_TASK GOAL_.
Can you resize the listing below, giving all its lines again (requests included) from its start through the line that contains "point(320, 390)", both ends included, with every coordinate in the answers multiplied by 1.05 and rounded to a whole number, halves rounding up? Leave the pictures out of your reply.
== RECORDS SHOWN
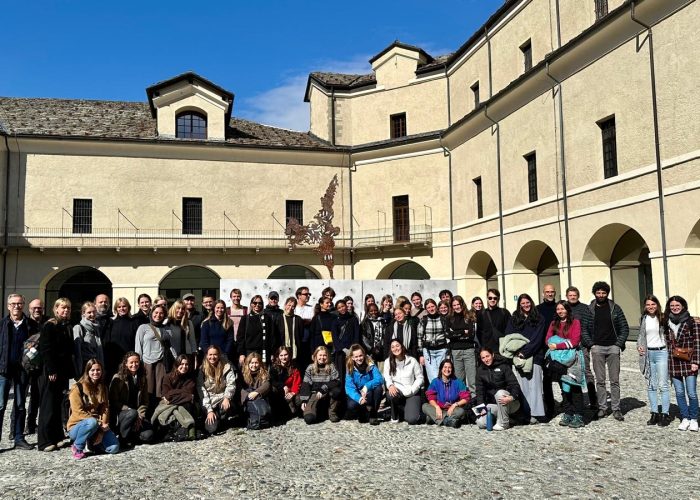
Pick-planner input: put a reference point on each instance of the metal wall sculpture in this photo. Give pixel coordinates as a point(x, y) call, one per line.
point(321, 231)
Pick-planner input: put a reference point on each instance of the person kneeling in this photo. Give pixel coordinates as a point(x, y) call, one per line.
point(128, 401)
point(216, 385)
point(175, 412)
point(404, 379)
point(256, 387)
point(447, 395)
point(89, 414)
point(363, 385)
point(497, 389)
point(320, 390)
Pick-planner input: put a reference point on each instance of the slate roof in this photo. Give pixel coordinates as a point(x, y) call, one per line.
point(127, 120)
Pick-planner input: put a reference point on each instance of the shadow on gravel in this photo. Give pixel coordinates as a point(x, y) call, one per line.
point(629, 404)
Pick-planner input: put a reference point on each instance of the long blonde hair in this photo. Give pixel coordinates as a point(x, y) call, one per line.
point(262, 371)
point(215, 373)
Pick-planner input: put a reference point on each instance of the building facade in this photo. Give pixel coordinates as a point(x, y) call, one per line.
point(560, 143)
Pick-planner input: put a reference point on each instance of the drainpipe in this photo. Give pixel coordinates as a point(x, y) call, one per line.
point(500, 204)
point(657, 146)
point(6, 238)
point(352, 234)
point(448, 154)
point(562, 161)
point(333, 116)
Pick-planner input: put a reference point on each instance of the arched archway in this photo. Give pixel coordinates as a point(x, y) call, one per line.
point(294, 272)
point(482, 268)
point(78, 284)
point(538, 258)
point(197, 280)
point(626, 253)
point(403, 270)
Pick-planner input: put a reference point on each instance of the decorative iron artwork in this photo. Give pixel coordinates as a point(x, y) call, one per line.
point(321, 231)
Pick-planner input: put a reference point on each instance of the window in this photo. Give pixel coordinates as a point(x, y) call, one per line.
point(531, 160)
point(479, 199)
point(398, 125)
point(401, 219)
point(475, 92)
point(526, 49)
point(607, 128)
point(191, 216)
point(191, 125)
point(82, 216)
point(295, 210)
point(601, 9)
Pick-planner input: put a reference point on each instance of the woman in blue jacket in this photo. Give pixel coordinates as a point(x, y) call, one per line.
point(527, 321)
point(363, 386)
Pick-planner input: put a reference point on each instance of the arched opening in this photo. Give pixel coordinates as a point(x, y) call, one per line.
point(626, 253)
point(196, 280)
point(403, 270)
point(77, 284)
point(539, 258)
point(293, 272)
point(482, 267)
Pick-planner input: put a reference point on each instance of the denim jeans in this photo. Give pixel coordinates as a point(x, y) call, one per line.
point(433, 358)
point(683, 386)
point(658, 365)
point(15, 378)
point(81, 432)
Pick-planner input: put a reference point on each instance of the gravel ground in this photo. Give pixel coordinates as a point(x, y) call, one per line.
point(605, 459)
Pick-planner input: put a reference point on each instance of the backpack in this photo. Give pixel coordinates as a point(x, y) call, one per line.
point(259, 412)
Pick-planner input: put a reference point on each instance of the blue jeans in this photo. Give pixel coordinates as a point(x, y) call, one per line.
point(683, 385)
point(81, 432)
point(433, 358)
point(658, 365)
point(15, 378)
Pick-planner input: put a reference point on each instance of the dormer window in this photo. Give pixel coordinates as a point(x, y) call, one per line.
point(191, 125)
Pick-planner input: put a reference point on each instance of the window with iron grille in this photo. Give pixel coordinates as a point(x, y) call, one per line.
point(295, 209)
point(531, 160)
point(607, 129)
point(479, 199)
point(191, 125)
point(475, 93)
point(526, 49)
point(398, 125)
point(191, 216)
point(401, 219)
point(601, 9)
point(82, 216)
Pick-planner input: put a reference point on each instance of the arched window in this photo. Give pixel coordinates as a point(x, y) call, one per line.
point(191, 125)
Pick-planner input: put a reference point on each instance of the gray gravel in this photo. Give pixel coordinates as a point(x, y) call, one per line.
point(606, 459)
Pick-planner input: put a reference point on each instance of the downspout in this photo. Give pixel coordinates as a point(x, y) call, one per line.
point(333, 116)
point(352, 234)
point(562, 156)
point(447, 153)
point(6, 237)
point(657, 147)
point(500, 204)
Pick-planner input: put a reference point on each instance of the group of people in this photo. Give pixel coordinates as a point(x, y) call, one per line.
point(172, 372)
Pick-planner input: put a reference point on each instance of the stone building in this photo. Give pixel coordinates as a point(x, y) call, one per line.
point(560, 143)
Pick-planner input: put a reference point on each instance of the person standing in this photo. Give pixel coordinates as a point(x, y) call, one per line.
point(682, 334)
point(15, 330)
point(653, 360)
point(582, 313)
point(606, 342)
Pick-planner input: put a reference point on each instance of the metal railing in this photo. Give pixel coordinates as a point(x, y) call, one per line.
point(129, 237)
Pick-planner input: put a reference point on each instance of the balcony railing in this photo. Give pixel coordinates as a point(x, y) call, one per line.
point(223, 239)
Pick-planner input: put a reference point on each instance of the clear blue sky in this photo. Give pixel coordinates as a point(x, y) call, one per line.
point(261, 51)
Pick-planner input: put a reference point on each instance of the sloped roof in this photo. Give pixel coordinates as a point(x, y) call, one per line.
point(127, 120)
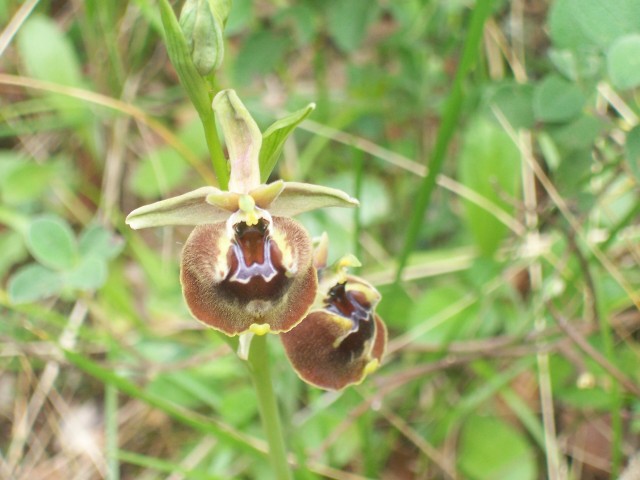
====
_WRITTEN RESPONSE_.
Pick-planner input: put a reference point on each instance of the metal wall sculpture in this photo. Give pixel coordinates as a point(x, y) call, one per line.
point(337, 243)
Pick-planner input: put a reference point on each instance of the person kneeling in this photo. Give pixel coordinates as a point(x, y) call, one per line.
point(134, 421)
point(227, 404)
point(184, 433)
point(424, 398)
point(269, 406)
point(469, 415)
point(93, 435)
point(381, 404)
point(522, 408)
point(336, 410)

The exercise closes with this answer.